### Job 1
How many lines of the records contain the string "wooden"? Case counts; reply with the number alone.

Ramtanu Maitra is a regular columnist with the Executive Intelligence Review (EIR), a news weekly published from Washington DC. He writes columns for Asia Times of Hong Kong, Frontier Post of Peshawar and some other newspapers in Asia on South Asian political economy and Asian security. He has written on terrorism in a number of publications in the United States and India.
On April 22, 2009, Secretary of State Hillary Clinton warned in her testimony before the House Foreign Affairs Committee, that Pakistan was in danger of falling into terrorist hands: “I think that we cannot underscore enough the seriousness of the existential threat posed to the state of Pakistan by continuing advances, now within hours of Islamabad, that are being made by a loosely confederated group of terrorists and others who are seeking the overthrow of the Pakistani state, a nuclear-armed state.”
One year later, while the Obama Administration continued its mindless Afghan policy, which no one within the Administration can define, the dynamics within Pakistan have worsened further. There is evidence that Pakistan just might be caught in a whirlpool of violence which could result in an eventual breakup of the country.

### Job 2
Summarize the text on Pakistan in two sentences.

### Extracted records
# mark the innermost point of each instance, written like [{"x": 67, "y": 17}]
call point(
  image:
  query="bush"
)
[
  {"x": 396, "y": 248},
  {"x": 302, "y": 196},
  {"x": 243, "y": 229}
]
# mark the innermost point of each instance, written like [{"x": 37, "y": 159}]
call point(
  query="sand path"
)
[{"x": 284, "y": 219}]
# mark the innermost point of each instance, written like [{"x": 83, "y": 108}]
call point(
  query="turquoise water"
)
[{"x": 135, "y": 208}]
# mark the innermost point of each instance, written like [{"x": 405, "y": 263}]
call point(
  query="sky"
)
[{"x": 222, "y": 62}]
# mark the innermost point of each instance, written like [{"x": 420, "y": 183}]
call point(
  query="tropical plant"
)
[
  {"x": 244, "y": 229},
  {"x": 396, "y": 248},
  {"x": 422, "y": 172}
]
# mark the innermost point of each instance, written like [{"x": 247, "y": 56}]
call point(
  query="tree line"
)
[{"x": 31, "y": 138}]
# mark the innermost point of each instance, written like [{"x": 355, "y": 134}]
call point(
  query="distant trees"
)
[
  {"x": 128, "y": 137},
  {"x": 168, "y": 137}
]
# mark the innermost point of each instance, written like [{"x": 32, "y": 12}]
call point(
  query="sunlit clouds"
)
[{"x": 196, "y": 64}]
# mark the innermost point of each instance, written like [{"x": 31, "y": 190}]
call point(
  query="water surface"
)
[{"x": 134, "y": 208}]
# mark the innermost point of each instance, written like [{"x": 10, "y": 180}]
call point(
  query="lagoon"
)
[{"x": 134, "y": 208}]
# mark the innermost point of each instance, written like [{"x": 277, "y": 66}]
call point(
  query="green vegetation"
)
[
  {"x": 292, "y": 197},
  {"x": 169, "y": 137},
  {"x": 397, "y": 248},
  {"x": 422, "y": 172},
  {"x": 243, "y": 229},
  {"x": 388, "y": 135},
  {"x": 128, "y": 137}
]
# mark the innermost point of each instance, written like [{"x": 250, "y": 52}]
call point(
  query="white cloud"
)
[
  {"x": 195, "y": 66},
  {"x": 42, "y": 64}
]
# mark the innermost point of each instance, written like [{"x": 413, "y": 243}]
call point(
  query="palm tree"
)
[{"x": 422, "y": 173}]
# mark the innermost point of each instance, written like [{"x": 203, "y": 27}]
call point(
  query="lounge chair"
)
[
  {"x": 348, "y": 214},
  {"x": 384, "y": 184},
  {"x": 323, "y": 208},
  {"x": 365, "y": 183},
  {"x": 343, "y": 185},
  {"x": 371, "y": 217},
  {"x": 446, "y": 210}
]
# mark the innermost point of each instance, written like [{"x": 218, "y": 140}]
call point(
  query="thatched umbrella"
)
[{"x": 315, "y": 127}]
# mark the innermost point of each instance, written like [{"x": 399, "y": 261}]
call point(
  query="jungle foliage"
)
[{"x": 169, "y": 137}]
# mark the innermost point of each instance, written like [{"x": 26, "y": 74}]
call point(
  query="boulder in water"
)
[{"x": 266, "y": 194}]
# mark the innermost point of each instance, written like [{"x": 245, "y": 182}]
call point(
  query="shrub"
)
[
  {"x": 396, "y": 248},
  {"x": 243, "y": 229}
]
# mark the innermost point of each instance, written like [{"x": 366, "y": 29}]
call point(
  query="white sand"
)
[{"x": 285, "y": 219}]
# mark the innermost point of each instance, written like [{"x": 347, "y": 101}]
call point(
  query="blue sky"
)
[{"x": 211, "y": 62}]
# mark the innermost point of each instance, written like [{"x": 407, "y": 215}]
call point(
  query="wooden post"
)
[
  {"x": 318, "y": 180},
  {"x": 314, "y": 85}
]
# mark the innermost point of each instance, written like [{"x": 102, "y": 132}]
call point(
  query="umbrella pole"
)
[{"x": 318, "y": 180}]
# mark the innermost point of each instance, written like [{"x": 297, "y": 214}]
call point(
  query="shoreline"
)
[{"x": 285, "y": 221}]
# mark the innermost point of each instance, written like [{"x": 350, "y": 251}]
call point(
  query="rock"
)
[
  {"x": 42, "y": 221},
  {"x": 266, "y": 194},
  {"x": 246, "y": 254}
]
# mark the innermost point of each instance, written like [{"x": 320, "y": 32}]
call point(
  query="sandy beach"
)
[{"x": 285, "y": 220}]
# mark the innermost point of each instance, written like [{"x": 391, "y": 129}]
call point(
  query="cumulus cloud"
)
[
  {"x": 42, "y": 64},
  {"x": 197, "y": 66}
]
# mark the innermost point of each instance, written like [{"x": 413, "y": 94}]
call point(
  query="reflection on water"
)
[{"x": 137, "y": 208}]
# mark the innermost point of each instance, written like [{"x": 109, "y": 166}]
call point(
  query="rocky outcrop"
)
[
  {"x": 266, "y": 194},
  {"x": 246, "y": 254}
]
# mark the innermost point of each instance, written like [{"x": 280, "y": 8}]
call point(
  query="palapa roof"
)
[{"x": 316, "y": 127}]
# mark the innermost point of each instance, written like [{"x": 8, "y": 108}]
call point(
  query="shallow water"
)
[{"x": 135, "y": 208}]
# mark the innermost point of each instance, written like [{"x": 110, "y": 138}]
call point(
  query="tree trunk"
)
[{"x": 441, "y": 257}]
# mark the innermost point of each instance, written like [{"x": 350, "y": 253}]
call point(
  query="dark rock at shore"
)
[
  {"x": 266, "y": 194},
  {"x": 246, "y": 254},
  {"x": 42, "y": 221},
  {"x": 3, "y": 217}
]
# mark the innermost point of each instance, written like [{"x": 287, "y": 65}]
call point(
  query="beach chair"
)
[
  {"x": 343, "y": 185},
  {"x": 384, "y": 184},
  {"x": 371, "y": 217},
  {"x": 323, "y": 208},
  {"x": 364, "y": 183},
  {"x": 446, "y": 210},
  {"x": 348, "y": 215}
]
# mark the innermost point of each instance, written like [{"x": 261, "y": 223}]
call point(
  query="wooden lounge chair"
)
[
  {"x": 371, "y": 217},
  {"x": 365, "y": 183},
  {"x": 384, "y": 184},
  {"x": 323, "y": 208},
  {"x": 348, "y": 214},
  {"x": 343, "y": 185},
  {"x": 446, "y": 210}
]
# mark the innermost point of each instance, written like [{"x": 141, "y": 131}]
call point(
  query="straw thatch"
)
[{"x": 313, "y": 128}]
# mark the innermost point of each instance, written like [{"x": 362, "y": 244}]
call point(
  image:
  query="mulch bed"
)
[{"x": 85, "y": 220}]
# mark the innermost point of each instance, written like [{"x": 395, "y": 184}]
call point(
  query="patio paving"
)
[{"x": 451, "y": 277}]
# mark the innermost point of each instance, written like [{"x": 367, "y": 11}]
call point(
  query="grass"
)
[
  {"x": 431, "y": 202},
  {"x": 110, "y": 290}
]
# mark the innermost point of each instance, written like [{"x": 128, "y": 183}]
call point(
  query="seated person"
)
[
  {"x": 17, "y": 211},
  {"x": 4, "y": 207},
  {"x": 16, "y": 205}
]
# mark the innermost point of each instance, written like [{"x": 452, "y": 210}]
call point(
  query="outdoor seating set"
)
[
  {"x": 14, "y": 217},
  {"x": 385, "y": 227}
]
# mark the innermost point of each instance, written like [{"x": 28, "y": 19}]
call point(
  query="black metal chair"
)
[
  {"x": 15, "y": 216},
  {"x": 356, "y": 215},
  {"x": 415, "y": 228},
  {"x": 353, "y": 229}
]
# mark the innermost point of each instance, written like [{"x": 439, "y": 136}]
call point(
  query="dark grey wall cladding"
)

### Finished answer 1
2

### Finished answer 2
Ramtanu Maitra, a regular columnist with the Executive Intelligence Review, writes on South Asian political economy, Asian security and terrorism. In April 2009 Secretary of State Hillary Clinton warned the House Foreign Affairs Committee that terrorists advancing within hours of Islamabad posed an existential threat to nuclear-armed Pakistan, and a year later the situation had worsened, with evidence that a whirlpool of violence could lead to the country's eventual breakup.